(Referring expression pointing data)
↓↓↓
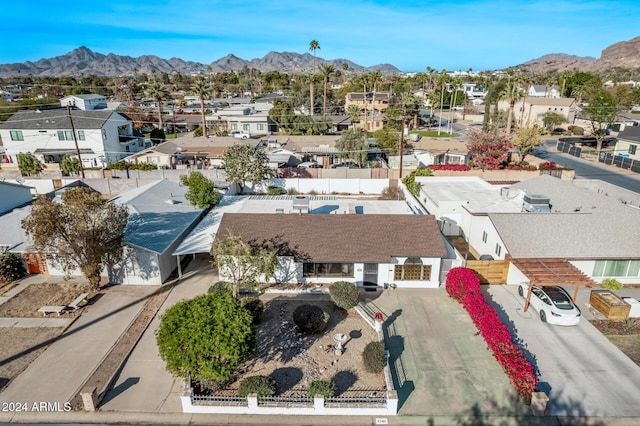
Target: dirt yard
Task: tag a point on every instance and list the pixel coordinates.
(624, 334)
(294, 360)
(26, 303)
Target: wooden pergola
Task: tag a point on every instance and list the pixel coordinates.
(551, 272)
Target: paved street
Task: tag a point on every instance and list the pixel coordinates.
(144, 383)
(442, 367)
(58, 374)
(581, 371)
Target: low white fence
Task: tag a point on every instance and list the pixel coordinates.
(386, 405)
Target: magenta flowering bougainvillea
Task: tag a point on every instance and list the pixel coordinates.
(464, 286)
(450, 167)
(488, 150)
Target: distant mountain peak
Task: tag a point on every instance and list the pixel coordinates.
(84, 61)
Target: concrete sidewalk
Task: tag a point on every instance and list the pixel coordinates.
(144, 385)
(57, 375)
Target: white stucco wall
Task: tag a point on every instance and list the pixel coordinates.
(482, 224)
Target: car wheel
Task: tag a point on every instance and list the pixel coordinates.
(543, 316)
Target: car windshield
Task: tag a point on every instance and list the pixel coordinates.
(559, 298)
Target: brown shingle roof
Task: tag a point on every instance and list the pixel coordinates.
(340, 238)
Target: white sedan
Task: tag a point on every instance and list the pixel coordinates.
(552, 303)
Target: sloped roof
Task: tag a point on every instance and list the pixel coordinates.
(57, 119)
(339, 238)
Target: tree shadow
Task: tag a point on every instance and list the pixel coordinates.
(514, 411)
(122, 387)
(343, 381)
(394, 344)
(286, 378)
(278, 337)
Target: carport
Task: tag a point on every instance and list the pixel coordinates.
(551, 272)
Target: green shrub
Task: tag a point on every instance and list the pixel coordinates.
(255, 306)
(611, 284)
(322, 387)
(344, 294)
(310, 319)
(373, 357)
(219, 286)
(274, 190)
(11, 267)
(157, 135)
(389, 193)
(261, 385)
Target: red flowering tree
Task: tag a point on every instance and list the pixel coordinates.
(463, 285)
(487, 150)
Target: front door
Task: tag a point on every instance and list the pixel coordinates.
(370, 276)
(36, 263)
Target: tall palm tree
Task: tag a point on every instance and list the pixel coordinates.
(313, 46)
(203, 90)
(512, 93)
(443, 79)
(326, 70)
(157, 91)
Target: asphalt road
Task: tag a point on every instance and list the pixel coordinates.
(586, 169)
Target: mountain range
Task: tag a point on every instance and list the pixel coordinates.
(625, 54)
(84, 61)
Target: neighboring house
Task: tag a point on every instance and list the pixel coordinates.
(85, 102)
(372, 106)
(13, 195)
(537, 219)
(530, 110)
(543, 91)
(159, 219)
(369, 250)
(103, 137)
(628, 144)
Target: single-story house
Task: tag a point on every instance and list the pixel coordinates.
(370, 250)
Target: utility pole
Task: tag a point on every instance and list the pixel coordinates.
(75, 139)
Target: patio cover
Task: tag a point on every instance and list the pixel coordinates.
(551, 272)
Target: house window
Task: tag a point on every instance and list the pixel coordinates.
(412, 270)
(319, 270)
(16, 135)
(616, 268)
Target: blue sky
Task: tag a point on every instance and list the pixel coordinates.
(455, 35)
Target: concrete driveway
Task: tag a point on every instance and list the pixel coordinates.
(580, 370)
(442, 368)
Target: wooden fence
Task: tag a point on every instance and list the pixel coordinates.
(490, 271)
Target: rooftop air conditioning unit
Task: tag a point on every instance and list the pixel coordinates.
(536, 203)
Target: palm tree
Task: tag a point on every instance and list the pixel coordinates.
(202, 89)
(313, 46)
(157, 91)
(443, 79)
(512, 93)
(326, 70)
↑↑↑
ASSIGNMENT >>
A word-for-word restatement of the records above from the line containing "Target: asphalt road" to their final line is all the answer should hold.

EXERCISE RESULT >>
Target: asphalt road
Task: tag a point on every instance and list the pixel coordinates.
(586, 169)
Target: mountain range
Task: tag a point on every instance and list the pixel coordinates.
(625, 54)
(84, 61)
Target: neighboring house
Task: tag a point on every instance and list the pixel coordinates.
(85, 102)
(372, 106)
(13, 195)
(537, 219)
(530, 110)
(543, 91)
(159, 219)
(369, 250)
(103, 137)
(628, 144)
Target: single-story house
Task: tag a point on every instance and list the pixel coordinates.
(370, 250)
Target: utility pole
Task: tag a point on every instance and list the pixel coordinates.
(75, 139)
Target: patio cover
Task: tag a point on every instance and list the pixel coordinates.
(551, 272)
Target: house window
Task: tag a point on every instance and list the pixel coordinates.
(412, 270)
(319, 270)
(16, 135)
(616, 268)
Target: blue sky
Task: tag a point on every instance and list the pixel coordinates.
(455, 35)
Target: concrete driveway
Task: tag a point on every instance and list the pixel coordinates.
(580, 370)
(442, 368)
Target: wooden fence
Task: tag a point on every instance and list the pixel coordinates.
(490, 271)
Target: rooftop air conditioning unit
Task: tag a point on every instance and list the pixel coordinates.
(536, 203)
Target: palm tree
Task: tag a point on every instance and list the pixel coordinates.
(202, 89)
(313, 46)
(157, 91)
(443, 79)
(512, 93)
(326, 70)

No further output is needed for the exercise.